--- Goal ---
Update the lines from the first one through the line containing "[480,209,517,294]", replacing "Method" with "Approach" and leaving everything else unchanged.

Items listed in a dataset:
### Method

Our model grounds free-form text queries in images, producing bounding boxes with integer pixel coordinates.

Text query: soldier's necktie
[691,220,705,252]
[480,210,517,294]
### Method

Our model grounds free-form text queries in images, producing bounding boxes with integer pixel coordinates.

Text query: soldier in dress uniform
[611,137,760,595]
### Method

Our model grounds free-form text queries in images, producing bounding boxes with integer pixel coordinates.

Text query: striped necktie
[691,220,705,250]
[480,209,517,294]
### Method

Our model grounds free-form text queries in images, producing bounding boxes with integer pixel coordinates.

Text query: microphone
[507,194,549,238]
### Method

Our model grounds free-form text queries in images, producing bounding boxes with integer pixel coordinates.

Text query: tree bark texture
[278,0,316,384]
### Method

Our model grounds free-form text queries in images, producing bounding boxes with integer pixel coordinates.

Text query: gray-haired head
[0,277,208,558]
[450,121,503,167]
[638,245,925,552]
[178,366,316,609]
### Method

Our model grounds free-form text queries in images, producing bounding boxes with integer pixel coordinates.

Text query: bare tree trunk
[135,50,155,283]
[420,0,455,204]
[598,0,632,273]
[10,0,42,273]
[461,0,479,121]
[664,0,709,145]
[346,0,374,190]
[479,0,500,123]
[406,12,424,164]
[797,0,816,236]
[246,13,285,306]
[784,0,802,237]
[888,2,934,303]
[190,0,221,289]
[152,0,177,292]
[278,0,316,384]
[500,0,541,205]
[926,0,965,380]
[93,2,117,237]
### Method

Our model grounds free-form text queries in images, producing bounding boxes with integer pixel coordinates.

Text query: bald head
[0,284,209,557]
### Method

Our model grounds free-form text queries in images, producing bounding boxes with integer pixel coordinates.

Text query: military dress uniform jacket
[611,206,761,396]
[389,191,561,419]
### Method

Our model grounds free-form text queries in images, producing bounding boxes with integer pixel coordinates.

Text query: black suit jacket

--- Reply ---
### Approach

Our model grounds free-form text queries in images, producing bounding boxes with integer pixel coordinates.

Text query: soldier's necktie
[691,220,705,252]
[480,210,517,294]
### Approach

Our model grounds free-form text queries in images, producing bounding boxes with integer pixel coordinates.

Text query: soldier in dress uniform
[611,137,760,595]
### Approach

Our model grounds free-form text queries in images, producing bounding boxes with integer pixel coordinates.

Text query: striped necktie
[691,220,705,250]
[480,209,517,294]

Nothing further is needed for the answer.